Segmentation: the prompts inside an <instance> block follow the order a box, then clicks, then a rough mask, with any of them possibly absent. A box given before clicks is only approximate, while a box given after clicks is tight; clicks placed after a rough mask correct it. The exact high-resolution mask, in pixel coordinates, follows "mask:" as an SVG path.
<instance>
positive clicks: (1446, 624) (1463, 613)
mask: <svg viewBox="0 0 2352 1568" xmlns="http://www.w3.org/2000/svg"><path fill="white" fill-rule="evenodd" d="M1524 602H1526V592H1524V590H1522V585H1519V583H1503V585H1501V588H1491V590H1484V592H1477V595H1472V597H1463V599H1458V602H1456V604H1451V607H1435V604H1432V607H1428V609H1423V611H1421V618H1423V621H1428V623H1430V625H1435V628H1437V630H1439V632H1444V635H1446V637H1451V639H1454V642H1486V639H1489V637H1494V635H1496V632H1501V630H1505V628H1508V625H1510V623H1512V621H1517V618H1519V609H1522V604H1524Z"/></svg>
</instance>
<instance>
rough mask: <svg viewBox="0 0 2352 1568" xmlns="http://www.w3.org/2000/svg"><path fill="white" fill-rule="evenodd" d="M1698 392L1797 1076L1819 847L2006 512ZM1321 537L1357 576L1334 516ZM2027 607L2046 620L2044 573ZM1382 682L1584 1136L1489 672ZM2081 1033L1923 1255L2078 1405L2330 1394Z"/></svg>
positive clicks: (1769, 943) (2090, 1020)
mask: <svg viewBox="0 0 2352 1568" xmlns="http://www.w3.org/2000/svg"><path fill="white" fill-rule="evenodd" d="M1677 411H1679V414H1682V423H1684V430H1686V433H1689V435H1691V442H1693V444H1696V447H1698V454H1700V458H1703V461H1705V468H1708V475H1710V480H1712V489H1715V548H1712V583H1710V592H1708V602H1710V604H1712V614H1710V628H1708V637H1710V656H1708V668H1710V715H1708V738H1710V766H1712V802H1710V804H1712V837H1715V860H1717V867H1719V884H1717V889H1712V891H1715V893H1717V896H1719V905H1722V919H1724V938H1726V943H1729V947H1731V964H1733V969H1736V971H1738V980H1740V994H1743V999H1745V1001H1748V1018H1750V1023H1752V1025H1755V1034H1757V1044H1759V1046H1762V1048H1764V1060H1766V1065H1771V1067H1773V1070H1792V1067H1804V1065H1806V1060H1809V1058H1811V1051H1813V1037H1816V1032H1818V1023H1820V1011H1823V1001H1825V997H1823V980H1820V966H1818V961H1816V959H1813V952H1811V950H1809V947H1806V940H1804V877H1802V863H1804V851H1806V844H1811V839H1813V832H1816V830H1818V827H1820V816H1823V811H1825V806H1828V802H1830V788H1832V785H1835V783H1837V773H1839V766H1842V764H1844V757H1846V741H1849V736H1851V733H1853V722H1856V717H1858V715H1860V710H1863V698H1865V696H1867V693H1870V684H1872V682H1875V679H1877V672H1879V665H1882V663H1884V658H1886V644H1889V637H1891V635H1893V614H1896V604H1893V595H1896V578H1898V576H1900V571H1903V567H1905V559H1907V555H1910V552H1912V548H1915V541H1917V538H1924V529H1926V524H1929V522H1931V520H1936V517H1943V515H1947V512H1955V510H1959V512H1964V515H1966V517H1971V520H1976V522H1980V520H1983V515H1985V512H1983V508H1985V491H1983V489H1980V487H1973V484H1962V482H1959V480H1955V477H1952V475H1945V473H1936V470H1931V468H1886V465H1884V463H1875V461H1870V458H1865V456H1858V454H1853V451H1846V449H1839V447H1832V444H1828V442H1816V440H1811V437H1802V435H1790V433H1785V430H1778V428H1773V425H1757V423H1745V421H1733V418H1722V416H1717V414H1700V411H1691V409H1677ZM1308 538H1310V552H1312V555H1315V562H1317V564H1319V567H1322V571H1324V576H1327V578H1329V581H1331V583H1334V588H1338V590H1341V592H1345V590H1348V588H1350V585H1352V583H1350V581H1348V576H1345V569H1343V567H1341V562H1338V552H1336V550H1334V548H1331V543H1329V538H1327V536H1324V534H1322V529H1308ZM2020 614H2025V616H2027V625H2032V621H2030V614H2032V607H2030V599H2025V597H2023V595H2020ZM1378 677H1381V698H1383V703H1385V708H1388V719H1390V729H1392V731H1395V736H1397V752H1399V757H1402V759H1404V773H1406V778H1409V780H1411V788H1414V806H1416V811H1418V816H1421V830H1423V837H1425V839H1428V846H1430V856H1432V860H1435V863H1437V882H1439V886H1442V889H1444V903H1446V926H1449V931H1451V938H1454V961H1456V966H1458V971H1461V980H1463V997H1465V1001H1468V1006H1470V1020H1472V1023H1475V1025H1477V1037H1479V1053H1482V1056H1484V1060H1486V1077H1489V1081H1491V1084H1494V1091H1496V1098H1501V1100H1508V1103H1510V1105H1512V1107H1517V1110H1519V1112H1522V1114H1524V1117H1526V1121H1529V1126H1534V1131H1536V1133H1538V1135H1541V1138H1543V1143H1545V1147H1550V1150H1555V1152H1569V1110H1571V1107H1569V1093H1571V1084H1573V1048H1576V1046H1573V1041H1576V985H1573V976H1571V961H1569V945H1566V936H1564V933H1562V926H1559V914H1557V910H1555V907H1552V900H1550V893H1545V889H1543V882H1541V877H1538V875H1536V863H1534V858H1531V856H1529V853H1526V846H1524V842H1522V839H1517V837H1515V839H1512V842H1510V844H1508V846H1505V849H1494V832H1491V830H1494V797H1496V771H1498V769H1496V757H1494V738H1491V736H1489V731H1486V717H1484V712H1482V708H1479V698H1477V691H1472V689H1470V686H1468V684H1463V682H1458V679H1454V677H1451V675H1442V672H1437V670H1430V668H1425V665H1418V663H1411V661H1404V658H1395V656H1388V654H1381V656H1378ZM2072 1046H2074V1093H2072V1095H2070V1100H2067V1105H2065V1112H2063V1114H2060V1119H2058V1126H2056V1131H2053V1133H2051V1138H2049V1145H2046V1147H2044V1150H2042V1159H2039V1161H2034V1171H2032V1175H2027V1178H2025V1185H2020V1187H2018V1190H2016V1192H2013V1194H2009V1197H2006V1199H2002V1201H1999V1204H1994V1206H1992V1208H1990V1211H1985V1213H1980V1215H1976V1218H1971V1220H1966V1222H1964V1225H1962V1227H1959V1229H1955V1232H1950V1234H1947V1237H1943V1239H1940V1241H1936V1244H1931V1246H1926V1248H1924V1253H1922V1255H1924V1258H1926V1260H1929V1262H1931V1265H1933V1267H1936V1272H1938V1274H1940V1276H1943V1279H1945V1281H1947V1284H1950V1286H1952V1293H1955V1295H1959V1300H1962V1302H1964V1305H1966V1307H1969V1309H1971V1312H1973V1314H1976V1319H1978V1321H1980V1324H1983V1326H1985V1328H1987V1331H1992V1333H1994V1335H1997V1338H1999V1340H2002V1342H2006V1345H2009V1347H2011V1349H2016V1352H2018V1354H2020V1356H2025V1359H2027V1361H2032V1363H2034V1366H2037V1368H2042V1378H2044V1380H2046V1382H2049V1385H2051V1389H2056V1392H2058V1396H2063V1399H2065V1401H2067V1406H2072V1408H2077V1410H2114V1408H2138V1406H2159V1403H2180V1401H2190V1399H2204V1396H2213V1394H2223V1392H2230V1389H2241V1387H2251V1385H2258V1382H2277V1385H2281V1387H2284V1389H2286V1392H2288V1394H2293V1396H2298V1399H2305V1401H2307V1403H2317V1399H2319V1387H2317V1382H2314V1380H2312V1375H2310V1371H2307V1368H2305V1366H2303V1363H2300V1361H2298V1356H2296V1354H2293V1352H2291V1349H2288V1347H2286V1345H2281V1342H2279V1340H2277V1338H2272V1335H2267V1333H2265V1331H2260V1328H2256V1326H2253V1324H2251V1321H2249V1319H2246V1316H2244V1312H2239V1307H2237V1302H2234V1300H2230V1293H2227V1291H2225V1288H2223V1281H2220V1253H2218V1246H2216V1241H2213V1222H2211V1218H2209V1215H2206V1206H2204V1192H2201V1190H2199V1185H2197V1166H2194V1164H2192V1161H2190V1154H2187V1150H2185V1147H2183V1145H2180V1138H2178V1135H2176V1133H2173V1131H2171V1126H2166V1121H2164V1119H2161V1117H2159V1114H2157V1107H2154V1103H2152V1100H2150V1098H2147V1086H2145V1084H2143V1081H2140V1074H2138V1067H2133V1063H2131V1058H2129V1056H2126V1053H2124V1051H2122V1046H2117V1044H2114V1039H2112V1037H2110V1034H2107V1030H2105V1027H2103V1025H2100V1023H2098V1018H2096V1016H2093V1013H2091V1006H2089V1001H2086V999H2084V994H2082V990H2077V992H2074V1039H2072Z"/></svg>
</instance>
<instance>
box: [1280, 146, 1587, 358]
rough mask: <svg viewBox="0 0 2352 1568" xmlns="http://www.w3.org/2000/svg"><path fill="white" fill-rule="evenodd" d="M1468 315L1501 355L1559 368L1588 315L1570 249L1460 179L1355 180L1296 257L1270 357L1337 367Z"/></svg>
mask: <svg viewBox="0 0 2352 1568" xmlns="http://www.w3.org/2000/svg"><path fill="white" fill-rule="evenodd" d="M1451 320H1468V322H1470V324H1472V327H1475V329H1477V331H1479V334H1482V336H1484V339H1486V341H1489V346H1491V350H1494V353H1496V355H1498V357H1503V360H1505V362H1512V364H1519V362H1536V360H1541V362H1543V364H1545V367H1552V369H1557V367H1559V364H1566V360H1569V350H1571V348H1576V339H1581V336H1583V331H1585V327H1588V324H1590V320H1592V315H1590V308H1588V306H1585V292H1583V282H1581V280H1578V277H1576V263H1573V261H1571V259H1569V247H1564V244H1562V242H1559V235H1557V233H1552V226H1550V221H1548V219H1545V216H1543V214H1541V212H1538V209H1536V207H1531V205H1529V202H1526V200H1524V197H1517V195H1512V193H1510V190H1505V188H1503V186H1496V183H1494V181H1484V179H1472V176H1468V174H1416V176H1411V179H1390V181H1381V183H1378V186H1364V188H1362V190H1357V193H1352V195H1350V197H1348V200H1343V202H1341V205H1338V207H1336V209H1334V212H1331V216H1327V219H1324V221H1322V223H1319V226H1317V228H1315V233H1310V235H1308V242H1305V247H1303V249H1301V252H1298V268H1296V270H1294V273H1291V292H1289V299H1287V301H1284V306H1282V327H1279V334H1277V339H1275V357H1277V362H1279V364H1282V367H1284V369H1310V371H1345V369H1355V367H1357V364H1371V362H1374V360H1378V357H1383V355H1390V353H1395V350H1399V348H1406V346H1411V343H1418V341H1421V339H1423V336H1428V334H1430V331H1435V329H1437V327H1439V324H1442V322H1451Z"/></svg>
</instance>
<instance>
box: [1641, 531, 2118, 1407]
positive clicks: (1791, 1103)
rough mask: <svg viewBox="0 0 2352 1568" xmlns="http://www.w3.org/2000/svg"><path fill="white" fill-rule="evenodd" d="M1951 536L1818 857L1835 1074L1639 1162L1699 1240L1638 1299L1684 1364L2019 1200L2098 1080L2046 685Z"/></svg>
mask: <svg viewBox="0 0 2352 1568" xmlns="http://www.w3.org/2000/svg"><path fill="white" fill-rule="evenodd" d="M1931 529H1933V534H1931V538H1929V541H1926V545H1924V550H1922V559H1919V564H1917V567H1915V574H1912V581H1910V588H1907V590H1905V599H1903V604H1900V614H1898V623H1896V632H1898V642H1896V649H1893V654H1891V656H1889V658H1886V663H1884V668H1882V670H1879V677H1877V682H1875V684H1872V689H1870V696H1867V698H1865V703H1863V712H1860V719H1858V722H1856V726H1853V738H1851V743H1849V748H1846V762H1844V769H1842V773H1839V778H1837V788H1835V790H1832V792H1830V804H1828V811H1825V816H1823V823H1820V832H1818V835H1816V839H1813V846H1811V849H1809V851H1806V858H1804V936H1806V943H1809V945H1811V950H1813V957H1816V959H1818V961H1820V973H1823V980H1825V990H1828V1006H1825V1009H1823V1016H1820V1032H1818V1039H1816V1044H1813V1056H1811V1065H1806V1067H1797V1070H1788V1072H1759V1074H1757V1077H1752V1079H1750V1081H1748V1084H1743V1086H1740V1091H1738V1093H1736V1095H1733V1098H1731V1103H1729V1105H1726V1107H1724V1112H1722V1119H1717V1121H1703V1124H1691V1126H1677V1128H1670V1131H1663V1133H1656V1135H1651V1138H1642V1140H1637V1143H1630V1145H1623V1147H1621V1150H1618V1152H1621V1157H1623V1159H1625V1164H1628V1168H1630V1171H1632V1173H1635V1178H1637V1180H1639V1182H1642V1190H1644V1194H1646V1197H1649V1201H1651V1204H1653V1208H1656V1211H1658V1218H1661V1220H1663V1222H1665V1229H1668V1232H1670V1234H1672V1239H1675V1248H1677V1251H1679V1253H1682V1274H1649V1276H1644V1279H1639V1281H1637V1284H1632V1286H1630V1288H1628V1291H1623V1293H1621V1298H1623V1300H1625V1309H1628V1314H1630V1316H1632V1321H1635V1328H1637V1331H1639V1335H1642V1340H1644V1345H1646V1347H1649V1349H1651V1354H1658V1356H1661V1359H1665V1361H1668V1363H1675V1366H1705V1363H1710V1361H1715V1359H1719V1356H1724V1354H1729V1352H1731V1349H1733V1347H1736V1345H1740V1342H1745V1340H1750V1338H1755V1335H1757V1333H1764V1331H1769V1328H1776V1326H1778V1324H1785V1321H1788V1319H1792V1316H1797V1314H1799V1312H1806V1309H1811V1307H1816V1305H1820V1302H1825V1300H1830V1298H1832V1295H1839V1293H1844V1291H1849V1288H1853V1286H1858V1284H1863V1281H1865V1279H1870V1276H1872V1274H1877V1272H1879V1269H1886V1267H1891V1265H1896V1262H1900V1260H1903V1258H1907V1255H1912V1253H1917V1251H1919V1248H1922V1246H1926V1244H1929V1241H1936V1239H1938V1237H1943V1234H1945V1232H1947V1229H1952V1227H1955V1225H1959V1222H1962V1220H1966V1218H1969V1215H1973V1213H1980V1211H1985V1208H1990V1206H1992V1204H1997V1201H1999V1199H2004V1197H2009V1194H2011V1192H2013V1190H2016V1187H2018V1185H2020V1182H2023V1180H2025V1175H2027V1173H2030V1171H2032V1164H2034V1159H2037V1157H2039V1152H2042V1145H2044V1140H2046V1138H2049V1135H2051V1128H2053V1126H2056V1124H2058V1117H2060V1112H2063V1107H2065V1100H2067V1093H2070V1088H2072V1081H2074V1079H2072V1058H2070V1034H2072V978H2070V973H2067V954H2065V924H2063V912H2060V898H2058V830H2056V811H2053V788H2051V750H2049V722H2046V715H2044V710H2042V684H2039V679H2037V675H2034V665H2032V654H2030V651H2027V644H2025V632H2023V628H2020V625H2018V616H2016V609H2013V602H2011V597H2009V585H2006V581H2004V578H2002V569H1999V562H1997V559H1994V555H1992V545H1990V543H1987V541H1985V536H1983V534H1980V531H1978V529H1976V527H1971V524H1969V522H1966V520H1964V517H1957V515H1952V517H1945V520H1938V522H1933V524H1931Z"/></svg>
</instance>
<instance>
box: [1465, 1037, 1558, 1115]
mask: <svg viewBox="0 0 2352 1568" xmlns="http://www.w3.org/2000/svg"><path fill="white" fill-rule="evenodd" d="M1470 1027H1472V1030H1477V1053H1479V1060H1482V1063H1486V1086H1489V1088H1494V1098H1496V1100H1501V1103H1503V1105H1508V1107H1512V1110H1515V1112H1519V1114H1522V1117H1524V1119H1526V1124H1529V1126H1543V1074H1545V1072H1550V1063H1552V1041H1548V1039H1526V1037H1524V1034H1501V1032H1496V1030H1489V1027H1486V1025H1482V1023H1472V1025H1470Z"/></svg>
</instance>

══════

## [What you need to do]
Reproduce the entries from their first line through the line containing "positive clicks: (1769, 943) (2090, 1020)", substituting "positive points" for every occurrence of "positive clicks" and leaving everything else unchanged.

## [Solution for this exercise]
Segmentation: the prompts inside an <instance> block follow the order a box, then clicks, then a rough mask, with any of them possibly absent. A box given before clicks is only approximate, while a box given after clicks is tight; clicks placed after a rough mask correct it. The exact high-resolution mask, in pixel coordinates, follows "mask:" as an SVG path.
<instance>
positive points: (1446, 624) (1463, 613)
mask: <svg viewBox="0 0 2352 1568" xmlns="http://www.w3.org/2000/svg"><path fill="white" fill-rule="evenodd" d="M1524 602H1526V592H1524V590H1522V585H1519V583H1503V585H1501V588H1491V590H1484V592H1477V595H1472V597H1463V599H1458V602H1456V604H1451V607H1435V604H1432V607H1428V609H1423V611H1421V618H1423V621H1428V623H1430V625H1435V628H1437V630H1439V632H1444V635H1446V637H1451V639H1454V642H1486V639H1489V637H1494V635H1496V632H1501V630H1505V628H1508V625H1510V623H1512V621H1517V618H1519V609H1522V604H1524Z"/></svg>
</instance>
<instance>
rough mask: <svg viewBox="0 0 2352 1568" xmlns="http://www.w3.org/2000/svg"><path fill="white" fill-rule="evenodd" d="M1698 392L1797 1076L1819 847L2006 512ZM1321 537L1357 576L1334 516ZM2027 607L2046 620L2044 573ZM1382 682L1584 1136L1489 672ZM2081 1033L1923 1255L2078 1405L2330 1394Z"/></svg>
positive points: (1769, 943) (2090, 1020)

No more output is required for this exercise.